- [INPUT ROWS]:
-------------------------
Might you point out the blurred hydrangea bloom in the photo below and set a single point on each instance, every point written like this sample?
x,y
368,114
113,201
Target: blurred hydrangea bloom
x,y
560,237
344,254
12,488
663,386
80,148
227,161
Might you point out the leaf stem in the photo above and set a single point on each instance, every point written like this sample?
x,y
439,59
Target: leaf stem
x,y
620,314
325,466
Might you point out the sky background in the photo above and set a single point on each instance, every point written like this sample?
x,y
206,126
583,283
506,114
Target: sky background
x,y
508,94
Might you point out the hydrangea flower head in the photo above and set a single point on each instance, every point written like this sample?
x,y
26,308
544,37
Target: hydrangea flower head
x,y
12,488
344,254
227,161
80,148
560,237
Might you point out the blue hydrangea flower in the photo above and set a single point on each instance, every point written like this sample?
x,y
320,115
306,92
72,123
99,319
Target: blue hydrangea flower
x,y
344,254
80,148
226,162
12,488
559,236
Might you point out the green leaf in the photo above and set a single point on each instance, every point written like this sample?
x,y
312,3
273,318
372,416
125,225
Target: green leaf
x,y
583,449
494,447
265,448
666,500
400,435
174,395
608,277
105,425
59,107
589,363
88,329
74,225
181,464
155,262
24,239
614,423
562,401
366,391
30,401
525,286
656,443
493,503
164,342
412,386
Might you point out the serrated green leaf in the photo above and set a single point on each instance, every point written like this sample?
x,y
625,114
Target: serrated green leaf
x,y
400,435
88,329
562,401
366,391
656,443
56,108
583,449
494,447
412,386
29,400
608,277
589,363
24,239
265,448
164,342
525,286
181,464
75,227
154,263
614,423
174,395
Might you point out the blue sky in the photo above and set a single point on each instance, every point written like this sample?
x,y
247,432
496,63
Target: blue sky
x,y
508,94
-------------------------
- [EXERCISE]: Leave out every line before the one containing "Might you point out the green"; set down that line and all remaining lines of the material exactly.

- [ANSWER FOR THE TASK]:
Might you point out the green leaf in the photo above and set a single point on each instance, every point written like this sample?
x,y
312,3
273,318
372,416
125,225
Target: green leaf
x,y
583,449
494,447
265,448
666,500
400,435
174,395
608,277
105,425
59,107
589,363
88,329
74,225
181,464
155,262
24,239
614,423
562,401
366,391
30,401
525,286
656,443
493,503
164,342
412,386
Might you point out the serrated green leaf in the photo above and set a single point on each instance, every point written like this sample?
x,y
625,114
Target: serrated green leaf
x,y
400,435
88,329
562,401
366,391
656,443
56,108
583,449
494,447
412,386
29,400
608,277
589,363
24,239
265,448
164,342
525,286
181,464
75,227
154,263
614,423
174,395
Might you point out the blue sky in the photo above and set a single point on each instance, every point written like this sample?
x,y
247,432
496,63
Target: blue sky
x,y
508,94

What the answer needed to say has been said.